***** Texte fourni

Test | Road to India
27 mai 2001

Testé par sur
Road to India
  • Éditeur Microids
  • Développeur Microids
  • Sortie initiale 23 mai 2001
  • Genre Aventure

Les jeux d'aventure se font suffisamment rares pour que, lorsque l'un d'eux pointe le bon de son nez, l'on ait envie de les défendre. Même s'il ne sort pas totalement des rangs du genre (en avait-il la possibilité ?), Road to India est un jeu qui fait preuve d'une rigueur artistique originale et rafraîchissante. Test exotique d'un exercice de style.

Un début classique...

Fred est un étudiant américain tout ce qu'il y a de plus tranquille. Métro, boulot, dodo font partie de son quotidien et seule Anusha, une jeune indienne avec qui il file le parfait amour, vient apporter une pointe d'originalité à ses jours paisibles. Bref, le schéma classique du héros sans histoire dont un évènement inattendu va forcément bouleverser l'existence. Cet événement prend la forme du retour impromptu de sa bien aimée dans son pays natal, un voyage rendu nécessaire par d'obscures raisons familiales. Quelques jours après le départ d'Anusha, Fred reçoit une lettre de rupture. Très étonné, il décide de la rejoindre pour éclaircir ce mystérieux retournement de situation. Mais, une fois sur place, il s'aperçoit rapidement que le mystère en question est bien plus complexe qu'il n'y paraît.

**********

* **Consignes**:
**A)** D'après le test de Road to India, que reçoit Fred quelques jours après le départ d'Anusha ?
**B)** Reprenez le passage du test de Road to India qui commence par les mots « Un début classique... » et s'achève sur « qu'il n'y paraît. », en substituant « employé » à « étudiant ».
Les lignes qui suivent proviennent d'une source distincte.

***** Lignes présentées

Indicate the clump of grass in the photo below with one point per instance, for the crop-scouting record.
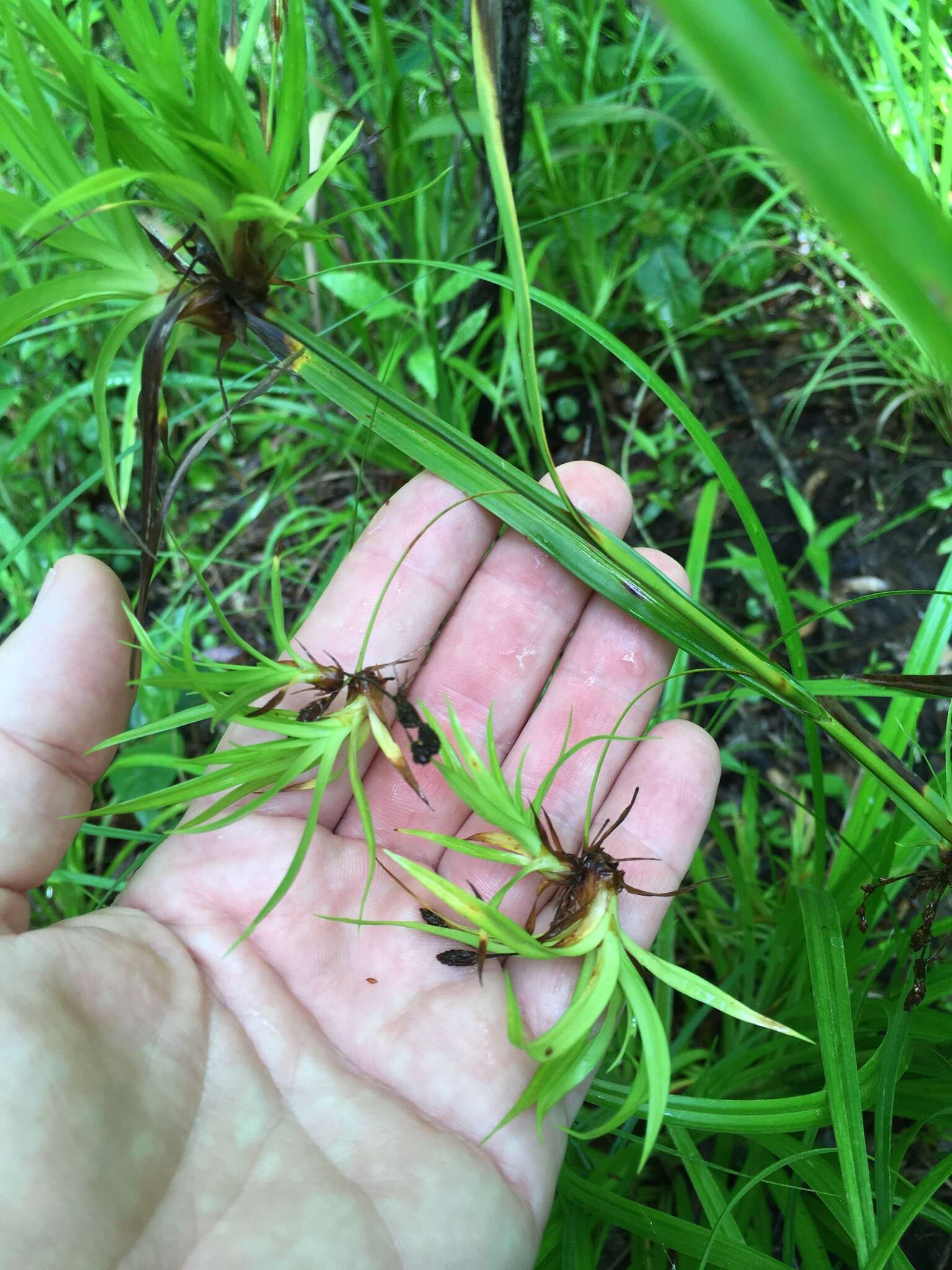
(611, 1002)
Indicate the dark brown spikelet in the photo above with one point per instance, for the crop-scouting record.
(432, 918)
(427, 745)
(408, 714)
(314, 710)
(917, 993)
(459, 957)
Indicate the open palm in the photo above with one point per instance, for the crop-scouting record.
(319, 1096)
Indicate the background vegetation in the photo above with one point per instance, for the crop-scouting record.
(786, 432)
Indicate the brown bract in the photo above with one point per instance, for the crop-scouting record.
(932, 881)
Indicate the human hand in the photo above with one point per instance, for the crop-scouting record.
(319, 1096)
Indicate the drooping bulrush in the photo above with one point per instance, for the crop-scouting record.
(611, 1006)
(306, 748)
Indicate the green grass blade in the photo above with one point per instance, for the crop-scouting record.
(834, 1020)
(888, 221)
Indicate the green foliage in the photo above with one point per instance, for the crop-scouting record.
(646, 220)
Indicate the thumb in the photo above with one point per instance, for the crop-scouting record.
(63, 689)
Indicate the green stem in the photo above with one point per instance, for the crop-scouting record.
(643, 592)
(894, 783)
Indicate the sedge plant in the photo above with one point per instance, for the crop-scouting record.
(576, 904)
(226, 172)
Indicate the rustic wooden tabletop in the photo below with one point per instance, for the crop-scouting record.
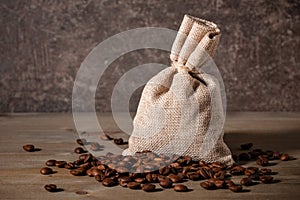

**********

* **Réponses attendues**:
**A)** Une lettre de rupture.

**B)**
Un début classique...

Fred est un employé américain tout ce qu'il y a de plus tranquille. Métro, boulot, dodo font partie de son quotidien et seule Anusha, une jeune indienne avec qui il file le parfait amour, vient apporter une pointe d'originalité à ses jours paisibles. Bref, le schéma classique du héros sans histoire dont un évènement inattendu va forcément bouleverser l'existence. Cet événement prend la forme du retour impromptu de sa bien aimée dans son pays natal, un voyage rendu nécessaire par d'obscures raisons familiales. Quelques jours après le départ d'Anusha, Fred reçoit une lettre de rupture. Très étonné, il décide de la rejoindre pour éclaircir ce mystérieux retournement de situation. Mais, une fois sur place, il s'aperçoit rapidement que le mystère en question est bien plus complexe qu'il n'y paraît.